[Stored items]
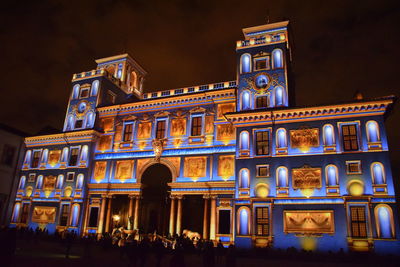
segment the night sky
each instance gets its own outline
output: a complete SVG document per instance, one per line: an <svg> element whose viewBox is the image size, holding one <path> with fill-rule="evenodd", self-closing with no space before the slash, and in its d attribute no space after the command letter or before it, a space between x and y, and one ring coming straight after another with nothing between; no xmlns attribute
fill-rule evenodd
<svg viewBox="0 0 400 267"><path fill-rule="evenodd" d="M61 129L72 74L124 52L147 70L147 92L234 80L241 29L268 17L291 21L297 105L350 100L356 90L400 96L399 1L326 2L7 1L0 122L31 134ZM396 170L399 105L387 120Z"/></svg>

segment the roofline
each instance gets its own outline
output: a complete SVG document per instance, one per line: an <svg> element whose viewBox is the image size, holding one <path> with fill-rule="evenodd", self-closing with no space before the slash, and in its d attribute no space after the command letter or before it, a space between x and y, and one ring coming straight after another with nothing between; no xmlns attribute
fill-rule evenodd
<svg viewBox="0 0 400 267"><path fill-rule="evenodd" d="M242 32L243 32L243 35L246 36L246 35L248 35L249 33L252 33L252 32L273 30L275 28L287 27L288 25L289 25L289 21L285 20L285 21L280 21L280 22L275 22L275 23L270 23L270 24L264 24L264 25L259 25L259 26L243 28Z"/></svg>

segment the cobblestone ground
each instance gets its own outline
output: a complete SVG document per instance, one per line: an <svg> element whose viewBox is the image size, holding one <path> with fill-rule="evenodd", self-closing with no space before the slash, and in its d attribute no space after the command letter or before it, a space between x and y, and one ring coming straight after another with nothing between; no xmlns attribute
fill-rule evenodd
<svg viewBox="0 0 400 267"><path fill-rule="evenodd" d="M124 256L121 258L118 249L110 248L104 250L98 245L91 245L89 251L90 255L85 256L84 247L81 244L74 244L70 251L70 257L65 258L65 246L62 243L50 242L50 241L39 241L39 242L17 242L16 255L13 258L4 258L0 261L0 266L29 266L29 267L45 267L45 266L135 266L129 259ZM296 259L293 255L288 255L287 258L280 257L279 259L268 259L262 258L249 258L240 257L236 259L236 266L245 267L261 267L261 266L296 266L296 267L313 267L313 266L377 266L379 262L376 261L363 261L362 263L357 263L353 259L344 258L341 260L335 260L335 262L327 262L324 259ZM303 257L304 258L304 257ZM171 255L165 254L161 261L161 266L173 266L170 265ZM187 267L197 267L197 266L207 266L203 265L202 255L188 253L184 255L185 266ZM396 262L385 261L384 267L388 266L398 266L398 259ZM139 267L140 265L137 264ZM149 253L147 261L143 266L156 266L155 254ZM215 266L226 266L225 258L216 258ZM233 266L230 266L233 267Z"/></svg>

...

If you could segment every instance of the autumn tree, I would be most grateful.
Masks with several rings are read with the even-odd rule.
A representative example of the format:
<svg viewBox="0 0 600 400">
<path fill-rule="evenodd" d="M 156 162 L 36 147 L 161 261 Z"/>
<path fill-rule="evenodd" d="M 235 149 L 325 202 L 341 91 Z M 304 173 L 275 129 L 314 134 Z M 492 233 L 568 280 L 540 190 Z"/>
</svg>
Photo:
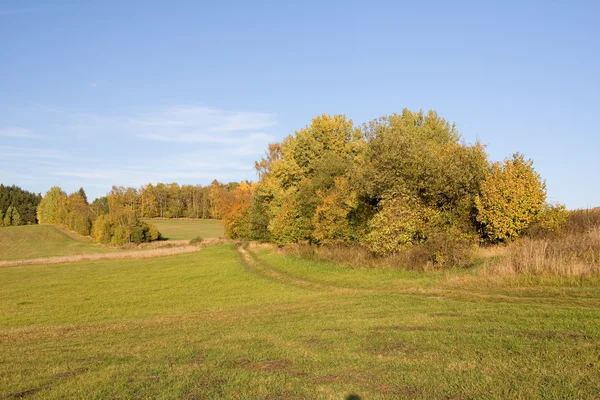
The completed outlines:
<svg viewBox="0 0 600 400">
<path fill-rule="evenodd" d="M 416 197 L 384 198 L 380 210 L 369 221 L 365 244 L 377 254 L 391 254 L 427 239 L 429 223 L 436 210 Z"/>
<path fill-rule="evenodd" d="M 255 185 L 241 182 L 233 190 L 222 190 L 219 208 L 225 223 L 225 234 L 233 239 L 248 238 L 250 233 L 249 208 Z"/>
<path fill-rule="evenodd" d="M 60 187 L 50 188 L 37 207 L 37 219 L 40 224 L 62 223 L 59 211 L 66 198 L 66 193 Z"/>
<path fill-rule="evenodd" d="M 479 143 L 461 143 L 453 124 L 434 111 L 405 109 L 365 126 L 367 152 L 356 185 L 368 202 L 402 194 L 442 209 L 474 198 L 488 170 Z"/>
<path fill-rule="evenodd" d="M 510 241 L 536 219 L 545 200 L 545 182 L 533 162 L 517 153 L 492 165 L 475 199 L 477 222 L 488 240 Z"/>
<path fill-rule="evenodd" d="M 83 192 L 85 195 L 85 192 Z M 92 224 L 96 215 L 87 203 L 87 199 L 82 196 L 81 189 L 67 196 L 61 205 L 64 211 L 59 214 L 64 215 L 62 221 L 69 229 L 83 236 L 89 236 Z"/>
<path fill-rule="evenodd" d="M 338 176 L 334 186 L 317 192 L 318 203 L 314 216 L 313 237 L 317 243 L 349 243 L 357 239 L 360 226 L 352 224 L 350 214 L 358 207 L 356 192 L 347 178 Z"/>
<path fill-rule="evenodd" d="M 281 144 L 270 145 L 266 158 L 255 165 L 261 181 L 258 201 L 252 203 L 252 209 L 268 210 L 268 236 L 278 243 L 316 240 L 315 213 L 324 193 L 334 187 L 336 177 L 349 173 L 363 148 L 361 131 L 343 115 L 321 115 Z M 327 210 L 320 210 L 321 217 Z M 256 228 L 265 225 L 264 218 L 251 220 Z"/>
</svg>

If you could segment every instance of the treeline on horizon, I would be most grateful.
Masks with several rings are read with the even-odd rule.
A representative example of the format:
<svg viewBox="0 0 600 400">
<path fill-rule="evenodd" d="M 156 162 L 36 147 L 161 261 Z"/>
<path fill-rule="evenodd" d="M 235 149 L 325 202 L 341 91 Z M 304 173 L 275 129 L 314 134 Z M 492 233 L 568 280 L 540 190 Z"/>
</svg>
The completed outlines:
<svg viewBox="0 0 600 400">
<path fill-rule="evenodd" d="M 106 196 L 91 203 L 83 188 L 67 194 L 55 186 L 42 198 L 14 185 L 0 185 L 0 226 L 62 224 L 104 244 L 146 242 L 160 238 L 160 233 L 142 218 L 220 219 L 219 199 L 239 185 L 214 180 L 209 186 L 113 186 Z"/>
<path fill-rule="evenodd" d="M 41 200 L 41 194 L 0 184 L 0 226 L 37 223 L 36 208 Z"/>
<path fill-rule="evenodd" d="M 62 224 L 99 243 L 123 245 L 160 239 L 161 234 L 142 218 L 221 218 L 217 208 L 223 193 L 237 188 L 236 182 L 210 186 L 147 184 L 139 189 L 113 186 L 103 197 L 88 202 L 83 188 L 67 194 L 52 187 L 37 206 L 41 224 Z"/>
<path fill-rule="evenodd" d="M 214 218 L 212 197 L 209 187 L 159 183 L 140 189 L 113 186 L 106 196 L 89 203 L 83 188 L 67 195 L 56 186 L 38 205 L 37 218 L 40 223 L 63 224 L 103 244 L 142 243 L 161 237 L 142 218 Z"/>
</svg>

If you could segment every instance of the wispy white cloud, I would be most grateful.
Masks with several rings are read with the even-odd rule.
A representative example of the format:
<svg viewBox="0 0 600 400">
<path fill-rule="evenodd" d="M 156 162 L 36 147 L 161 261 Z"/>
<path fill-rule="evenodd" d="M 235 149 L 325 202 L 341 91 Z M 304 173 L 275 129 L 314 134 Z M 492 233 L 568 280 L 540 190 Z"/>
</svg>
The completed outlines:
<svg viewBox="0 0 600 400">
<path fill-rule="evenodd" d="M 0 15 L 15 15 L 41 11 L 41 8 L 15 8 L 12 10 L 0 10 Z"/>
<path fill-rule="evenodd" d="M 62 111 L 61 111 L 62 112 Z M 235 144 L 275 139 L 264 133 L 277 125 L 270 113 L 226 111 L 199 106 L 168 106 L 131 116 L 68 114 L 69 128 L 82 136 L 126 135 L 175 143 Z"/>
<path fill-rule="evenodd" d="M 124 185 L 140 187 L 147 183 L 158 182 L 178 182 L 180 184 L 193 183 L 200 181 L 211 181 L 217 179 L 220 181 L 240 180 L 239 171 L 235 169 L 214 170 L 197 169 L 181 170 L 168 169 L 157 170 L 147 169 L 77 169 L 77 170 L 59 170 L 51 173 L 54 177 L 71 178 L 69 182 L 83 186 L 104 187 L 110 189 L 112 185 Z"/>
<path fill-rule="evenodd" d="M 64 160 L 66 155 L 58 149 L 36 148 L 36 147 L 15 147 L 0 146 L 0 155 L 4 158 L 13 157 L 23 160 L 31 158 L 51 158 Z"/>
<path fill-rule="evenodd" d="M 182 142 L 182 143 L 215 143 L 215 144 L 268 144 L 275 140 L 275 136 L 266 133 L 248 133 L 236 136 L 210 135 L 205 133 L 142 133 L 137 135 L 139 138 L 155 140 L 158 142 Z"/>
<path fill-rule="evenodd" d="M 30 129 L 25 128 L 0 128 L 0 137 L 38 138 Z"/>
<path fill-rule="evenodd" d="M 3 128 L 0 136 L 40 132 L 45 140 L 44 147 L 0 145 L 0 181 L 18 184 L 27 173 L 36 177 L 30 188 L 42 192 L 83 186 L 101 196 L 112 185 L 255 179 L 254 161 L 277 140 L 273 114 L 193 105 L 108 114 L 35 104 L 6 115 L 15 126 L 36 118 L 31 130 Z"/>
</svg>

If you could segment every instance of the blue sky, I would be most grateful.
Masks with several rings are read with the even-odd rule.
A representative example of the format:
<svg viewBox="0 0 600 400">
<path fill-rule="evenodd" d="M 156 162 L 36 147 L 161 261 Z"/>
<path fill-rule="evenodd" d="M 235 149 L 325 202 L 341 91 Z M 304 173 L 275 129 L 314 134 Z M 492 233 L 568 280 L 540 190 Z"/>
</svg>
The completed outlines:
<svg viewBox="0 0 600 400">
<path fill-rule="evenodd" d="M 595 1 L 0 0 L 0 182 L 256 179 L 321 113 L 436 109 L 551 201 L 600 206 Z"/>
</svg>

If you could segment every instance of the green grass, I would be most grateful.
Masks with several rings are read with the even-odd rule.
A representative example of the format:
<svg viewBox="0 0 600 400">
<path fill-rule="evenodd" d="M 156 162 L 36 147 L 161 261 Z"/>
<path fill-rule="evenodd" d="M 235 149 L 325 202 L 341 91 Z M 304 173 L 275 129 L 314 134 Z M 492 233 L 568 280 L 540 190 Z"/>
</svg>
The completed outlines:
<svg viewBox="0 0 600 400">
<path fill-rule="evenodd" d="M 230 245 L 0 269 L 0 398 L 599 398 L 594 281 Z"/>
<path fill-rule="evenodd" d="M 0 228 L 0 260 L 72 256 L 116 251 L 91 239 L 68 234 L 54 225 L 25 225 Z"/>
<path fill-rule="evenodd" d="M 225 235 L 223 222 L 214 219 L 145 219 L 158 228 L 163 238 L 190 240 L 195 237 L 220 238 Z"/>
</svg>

==

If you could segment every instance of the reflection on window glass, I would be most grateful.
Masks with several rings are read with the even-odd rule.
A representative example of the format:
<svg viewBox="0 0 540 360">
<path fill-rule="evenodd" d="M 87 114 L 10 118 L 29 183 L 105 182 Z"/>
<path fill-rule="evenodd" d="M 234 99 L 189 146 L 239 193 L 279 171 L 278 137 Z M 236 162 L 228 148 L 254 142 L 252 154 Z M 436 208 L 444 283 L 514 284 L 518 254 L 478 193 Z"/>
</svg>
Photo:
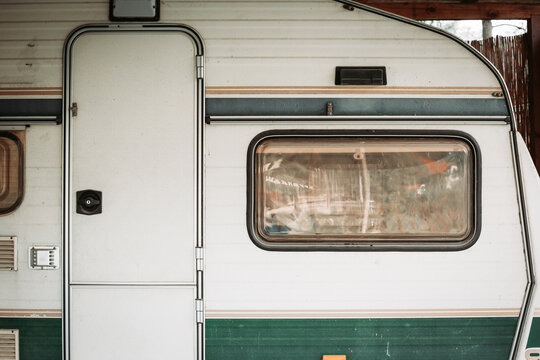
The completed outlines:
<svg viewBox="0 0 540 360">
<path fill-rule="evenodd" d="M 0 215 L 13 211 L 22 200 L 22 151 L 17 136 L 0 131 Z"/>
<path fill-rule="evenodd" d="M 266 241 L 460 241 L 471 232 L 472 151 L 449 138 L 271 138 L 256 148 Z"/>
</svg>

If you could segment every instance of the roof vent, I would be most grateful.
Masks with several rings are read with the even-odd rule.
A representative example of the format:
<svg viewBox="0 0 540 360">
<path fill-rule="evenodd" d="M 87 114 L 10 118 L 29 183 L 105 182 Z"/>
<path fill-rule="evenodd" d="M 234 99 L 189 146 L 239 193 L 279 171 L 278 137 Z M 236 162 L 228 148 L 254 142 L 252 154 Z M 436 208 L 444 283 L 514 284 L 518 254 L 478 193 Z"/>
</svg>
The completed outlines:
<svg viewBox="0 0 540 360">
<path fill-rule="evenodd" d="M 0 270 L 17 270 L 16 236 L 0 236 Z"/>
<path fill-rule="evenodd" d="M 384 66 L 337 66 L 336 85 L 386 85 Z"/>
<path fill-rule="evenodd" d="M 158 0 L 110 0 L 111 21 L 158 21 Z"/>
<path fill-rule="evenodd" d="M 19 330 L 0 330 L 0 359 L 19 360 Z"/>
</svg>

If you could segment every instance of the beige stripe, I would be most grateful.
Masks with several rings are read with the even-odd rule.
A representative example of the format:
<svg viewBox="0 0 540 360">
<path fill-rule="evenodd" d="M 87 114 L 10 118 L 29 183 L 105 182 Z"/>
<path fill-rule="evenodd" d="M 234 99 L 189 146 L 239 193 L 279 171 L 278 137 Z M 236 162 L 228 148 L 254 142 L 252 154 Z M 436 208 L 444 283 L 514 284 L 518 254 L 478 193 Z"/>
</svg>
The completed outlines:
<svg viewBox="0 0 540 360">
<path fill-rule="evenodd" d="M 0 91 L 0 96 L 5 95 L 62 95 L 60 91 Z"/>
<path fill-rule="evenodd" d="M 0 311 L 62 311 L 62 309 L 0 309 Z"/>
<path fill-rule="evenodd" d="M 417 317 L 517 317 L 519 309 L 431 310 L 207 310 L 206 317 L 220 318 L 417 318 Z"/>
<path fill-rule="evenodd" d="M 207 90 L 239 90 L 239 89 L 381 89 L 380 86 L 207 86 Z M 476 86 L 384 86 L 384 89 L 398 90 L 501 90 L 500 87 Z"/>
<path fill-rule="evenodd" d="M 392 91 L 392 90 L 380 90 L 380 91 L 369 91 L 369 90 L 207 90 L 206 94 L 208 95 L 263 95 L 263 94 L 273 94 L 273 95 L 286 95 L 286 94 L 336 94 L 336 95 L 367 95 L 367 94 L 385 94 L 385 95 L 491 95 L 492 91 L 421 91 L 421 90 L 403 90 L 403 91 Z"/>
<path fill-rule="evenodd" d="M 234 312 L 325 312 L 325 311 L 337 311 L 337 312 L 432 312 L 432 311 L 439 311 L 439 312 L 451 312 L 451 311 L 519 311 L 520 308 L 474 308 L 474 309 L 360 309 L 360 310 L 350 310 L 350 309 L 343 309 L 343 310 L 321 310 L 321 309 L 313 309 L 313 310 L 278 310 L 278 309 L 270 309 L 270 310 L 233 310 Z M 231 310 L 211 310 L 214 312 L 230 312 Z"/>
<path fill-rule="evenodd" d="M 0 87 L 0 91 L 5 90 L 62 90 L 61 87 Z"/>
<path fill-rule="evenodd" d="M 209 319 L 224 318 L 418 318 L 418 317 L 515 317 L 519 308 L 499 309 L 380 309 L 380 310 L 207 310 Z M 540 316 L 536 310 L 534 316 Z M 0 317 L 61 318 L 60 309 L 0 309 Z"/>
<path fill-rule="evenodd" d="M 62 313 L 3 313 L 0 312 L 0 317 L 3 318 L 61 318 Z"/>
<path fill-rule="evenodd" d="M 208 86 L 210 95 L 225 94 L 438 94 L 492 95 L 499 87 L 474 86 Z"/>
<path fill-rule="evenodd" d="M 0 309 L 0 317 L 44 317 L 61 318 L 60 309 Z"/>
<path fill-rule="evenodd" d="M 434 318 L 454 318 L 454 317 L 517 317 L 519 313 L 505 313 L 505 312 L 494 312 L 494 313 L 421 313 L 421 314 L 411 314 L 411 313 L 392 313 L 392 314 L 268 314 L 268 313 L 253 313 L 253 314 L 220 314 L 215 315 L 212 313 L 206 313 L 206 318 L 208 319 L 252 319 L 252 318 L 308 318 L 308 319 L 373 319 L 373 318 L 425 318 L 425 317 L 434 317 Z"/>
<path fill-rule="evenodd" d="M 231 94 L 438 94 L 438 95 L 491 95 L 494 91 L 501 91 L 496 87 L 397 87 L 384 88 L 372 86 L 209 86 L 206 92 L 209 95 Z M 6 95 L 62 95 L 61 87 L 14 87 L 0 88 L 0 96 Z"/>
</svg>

**YOUR TASK**
In the entries above, the lines from the one bearing "segment the night sky" up to and including the one bearing "segment the cobblestone ground" should be transcribed exactly; no other line is wanted.

**EXERCISE RESPONSE**
segment the night sky
each instance gets its own outline
output: a complete SVG document per instance, one per line: an <svg> element whose viewBox is the image size, holding one <path> with fill-rule="evenodd", self-closing with no space before the slash, and in its d attribute no space after the command letter or before it, a space between x and y, and one ring coming straight after another with nothing between; no xmlns attribute
fill-rule evenodd
<svg viewBox="0 0 400 267"><path fill-rule="evenodd" d="M61 129L72 74L124 52L147 70L147 92L234 80L241 29L268 17L291 21L297 105L350 100L356 90L400 96L399 1L326 2L7 1L0 122L31 134ZM396 170L399 105L387 120Z"/></svg>

segment the roofline
each instance gets its own outline
output: a complete SVG document per instance, one per line: an <svg> element whose viewBox is the image size, holding one <path> with fill-rule="evenodd", self-closing with no space before the slash, and in its d attribute no space after the command letter or before it, a space between x and y, and one ring coming straight after another with nothing between; no xmlns attribute
fill-rule evenodd
<svg viewBox="0 0 400 267"><path fill-rule="evenodd" d="M242 32L243 32L243 35L246 36L246 35L248 35L249 33L252 33L252 32L273 30L275 28L287 27L288 25L289 25L289 21L285 20L285 21L280 21L280 22L275 22L275 23L270 23L270 24L264 24L264 25L259 25L259 26L243 28Z"/></svg>

segment the cobblestone ground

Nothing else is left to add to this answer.